The Crash Victims Rights & Safety Act includes:
- Traffic-Crash-Victim Bill of Rights — which gives crash victims rights like those of the federal Crime Victims’ Rights Act, including the right to receive timely crash reports and the right to attend crash-related hearings and submit impact statements. It would also require the state to report data about crash-victim compensation and support, including no-fault insurance and private insurance.
- Sammy’s Law — named for Samuel Cohen Eckstein (son of Amy Cohen), a 12-year-old from Brooklyn who was killed by a reckless driver in 2013, the bill would repeal a state regulation prohibiting New York City from lowering the speed limit below 25 mph (or 15 mph in school zones).
- Speed-Safety Camera Improvement — which would authorize New York City to operate speed-safety cameras 24/7, would escalate penalties for extreme repeat offenders, including license suspension, and would allow records of speeding to be shared with auto insurance companies. The city now may not operate the cameras outside of weekdays between 6 a.m. and 10 p.m., even as a recent NYC Department of Transportation report found that speed-safety cameras reduce speeding by 72 percent and injuries by 17 percent, and two-thirds of vehicles ticketed by safety cameras did not receive another violation in the same calendar year.
- Vehicle-Safety Rating — which would require the NYS DOT and the state Department of Motor Vehicles to create a safety-rating system to assess the risk a motor vehicle poses to vulnerable road users, and would require that such ratings be displayed at the point of sale and on a state website. No safety-rating system exists for risks a vehicle poses to people outside a car, which are especially acute for large, heavy vehicles. In New York City, 25 of the 29 cyclists who were killed in 2019 were killed by drivers of large trucks, buses, SUVs or vans.
- Dangerous-Driving “Rule of Two” — which would clarify existing law to address the “rule of two” — a “rule of thumb” in which prosecutors need to prove that the driver committed two separate moving violations such as speeding, running a red, failure to yield, etc. — in order to make it easier for the most reckless drivers to be held accountable under existing misdemeanor law (VTL 1212), especially when they injure or kill someone. The legislation would replace “reckless” with “dangerous” in “reckless driving” in order to avoid confusion with mens rea (state of mind) analysis.
- Blood-Alcohol Content Lowered to .05 — which would lower the blood alcohol concentration limit for driving from .08 percent to .05 percent, and for aggravated driving while intoxicated from .18 percent to .12 percent.
- Safe Passage for Cyclists — which would provide a clear objective definition of what a “safe distance” is for motorists when overtaking bicyclists on the road (at least three feet), provide a mechanism for accountability following a crash, and foster a culture of safer driving through education.
- A DMV Pre-licensing Course — which would require instruction in pedestrian and bicyclist safety as part of drivers’ pre-licensing courses and would educate new drivers on how to safely pass bicyclists on the road and the dangers that large multi-ton vehicles pose to pedestrians, bicyclists, and other vulnerable road users.
"Every year, hundreds of precious New Yorkers are killed in traffic crashes, but it doesn't have to be this way," said Assembly Member Emily Gallagher, a sponsor of the DMV-related bill. "With the package of bills in the Crash Victims Rights & Safety Act, we can address reckless driving, end these unacceptable tragedies, and finally create the conditions for everyone's shared safety on our public streets."

> [Available data]:

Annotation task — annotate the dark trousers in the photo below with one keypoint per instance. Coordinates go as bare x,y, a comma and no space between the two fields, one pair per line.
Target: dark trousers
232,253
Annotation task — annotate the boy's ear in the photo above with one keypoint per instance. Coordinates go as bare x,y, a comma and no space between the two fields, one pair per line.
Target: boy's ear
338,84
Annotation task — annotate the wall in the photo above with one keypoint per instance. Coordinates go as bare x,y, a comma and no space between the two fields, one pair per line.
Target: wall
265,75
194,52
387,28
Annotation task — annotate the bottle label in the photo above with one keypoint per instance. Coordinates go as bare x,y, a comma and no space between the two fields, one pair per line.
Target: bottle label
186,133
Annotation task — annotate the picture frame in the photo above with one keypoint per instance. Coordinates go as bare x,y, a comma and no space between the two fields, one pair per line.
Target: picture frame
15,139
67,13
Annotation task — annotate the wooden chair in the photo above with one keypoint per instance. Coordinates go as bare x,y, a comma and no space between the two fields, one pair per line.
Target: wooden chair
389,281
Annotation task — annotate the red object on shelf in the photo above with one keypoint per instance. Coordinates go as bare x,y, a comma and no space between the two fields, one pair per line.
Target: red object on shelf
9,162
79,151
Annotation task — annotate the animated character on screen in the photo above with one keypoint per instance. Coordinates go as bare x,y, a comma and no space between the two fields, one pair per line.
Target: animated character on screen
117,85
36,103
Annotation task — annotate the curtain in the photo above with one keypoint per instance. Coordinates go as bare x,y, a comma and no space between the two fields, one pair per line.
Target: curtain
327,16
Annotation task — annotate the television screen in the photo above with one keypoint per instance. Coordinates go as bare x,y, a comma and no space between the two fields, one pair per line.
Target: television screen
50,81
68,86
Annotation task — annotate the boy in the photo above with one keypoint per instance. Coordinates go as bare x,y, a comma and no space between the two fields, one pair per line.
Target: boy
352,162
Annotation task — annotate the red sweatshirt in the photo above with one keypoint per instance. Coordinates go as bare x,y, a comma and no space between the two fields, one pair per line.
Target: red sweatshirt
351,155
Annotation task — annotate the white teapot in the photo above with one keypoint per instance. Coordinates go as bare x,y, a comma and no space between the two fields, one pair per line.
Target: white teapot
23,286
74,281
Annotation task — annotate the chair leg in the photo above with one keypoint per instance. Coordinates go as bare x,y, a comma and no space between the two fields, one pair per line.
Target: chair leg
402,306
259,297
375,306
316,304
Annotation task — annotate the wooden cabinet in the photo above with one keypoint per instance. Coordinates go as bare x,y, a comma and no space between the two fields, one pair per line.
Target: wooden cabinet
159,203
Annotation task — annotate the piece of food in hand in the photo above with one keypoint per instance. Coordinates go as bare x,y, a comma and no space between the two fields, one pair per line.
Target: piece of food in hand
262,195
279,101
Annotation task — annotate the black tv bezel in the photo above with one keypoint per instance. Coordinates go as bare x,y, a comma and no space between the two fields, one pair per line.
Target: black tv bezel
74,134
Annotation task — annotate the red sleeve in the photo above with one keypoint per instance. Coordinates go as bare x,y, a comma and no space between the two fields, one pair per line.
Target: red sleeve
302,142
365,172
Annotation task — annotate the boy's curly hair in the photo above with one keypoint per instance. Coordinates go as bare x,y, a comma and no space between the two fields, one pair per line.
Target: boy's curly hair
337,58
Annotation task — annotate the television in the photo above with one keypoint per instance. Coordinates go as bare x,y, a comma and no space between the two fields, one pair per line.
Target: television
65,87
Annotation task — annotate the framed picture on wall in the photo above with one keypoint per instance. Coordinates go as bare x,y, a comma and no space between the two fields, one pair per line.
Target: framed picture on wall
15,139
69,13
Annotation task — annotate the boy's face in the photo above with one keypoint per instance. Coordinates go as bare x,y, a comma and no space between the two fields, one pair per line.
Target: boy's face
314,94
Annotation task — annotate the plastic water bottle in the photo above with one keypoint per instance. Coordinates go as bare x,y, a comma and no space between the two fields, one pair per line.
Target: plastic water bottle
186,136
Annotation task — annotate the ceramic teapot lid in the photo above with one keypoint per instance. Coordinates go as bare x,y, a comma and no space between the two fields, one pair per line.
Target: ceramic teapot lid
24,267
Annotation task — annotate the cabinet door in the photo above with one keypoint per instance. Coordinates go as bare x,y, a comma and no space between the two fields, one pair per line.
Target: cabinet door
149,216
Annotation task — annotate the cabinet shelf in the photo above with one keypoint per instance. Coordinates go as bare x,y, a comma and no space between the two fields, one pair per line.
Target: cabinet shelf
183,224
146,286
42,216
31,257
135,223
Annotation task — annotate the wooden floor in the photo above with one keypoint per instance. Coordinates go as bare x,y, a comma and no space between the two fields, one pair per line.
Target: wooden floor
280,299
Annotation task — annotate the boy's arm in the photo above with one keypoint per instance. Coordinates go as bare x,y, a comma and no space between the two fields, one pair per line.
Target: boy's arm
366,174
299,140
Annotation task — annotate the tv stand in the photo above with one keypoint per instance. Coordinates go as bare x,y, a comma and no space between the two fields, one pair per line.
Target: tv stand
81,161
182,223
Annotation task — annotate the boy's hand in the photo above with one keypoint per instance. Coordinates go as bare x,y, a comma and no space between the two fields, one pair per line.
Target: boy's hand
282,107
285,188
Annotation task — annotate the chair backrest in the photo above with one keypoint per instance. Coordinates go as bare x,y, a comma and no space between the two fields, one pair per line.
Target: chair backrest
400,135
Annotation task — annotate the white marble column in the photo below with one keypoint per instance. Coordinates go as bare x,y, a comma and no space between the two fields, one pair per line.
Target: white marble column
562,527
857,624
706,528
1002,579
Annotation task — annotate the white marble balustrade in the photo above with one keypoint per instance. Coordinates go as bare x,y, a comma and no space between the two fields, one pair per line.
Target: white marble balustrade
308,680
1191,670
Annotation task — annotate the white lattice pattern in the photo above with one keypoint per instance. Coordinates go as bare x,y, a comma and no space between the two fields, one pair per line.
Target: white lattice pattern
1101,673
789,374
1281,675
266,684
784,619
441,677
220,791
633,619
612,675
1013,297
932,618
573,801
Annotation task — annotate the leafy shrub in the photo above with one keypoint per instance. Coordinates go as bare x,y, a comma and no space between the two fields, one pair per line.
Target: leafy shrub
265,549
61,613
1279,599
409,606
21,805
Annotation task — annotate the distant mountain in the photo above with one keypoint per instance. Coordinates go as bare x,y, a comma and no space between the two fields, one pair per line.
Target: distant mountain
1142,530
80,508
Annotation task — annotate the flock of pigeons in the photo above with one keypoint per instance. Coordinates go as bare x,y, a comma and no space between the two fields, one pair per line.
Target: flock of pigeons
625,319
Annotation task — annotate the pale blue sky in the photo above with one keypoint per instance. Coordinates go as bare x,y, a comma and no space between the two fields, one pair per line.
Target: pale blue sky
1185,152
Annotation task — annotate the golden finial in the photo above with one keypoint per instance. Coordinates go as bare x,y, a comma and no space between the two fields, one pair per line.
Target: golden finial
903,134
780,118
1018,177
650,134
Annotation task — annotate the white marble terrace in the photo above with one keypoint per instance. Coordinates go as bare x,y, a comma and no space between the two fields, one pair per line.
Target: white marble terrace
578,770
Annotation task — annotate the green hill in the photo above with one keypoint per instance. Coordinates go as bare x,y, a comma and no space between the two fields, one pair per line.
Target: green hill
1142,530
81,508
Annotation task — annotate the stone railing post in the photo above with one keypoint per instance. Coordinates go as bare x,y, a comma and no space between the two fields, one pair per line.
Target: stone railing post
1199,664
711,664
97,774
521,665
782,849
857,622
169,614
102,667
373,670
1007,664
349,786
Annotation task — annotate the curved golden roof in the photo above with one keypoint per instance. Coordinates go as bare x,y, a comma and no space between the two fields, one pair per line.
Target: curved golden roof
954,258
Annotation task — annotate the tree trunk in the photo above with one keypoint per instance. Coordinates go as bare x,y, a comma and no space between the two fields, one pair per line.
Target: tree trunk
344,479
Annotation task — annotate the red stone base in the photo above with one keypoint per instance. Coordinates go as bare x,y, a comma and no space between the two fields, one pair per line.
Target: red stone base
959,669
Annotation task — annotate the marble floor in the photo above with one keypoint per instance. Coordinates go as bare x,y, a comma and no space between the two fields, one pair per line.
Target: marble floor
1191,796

> [Your instructions]:
In the Crash Victims Rights & Safety Act text, rewrite the paragraph beginning "Speed-Safety Camera Improvement" as a short bulleted list that keeps its main facts.

> [Problem solution]:
- Would let New York City run speed-safety cameras 24/7.
- Would escalate penalties for extreme repeat offenders, including license suspension.
- Would allow speeding records to be shared with auto insurance companies.
- The city currently may operate the cameras only on weekdays between 6 a.m. and 10 p.m.
- A recent NYC Department of Transportation report found the cameras cut speeding by 72 percent and injuries by 17 percent.
- Two-thirds of vehicles ticketed by the cameras got no other violation in the same calendar year.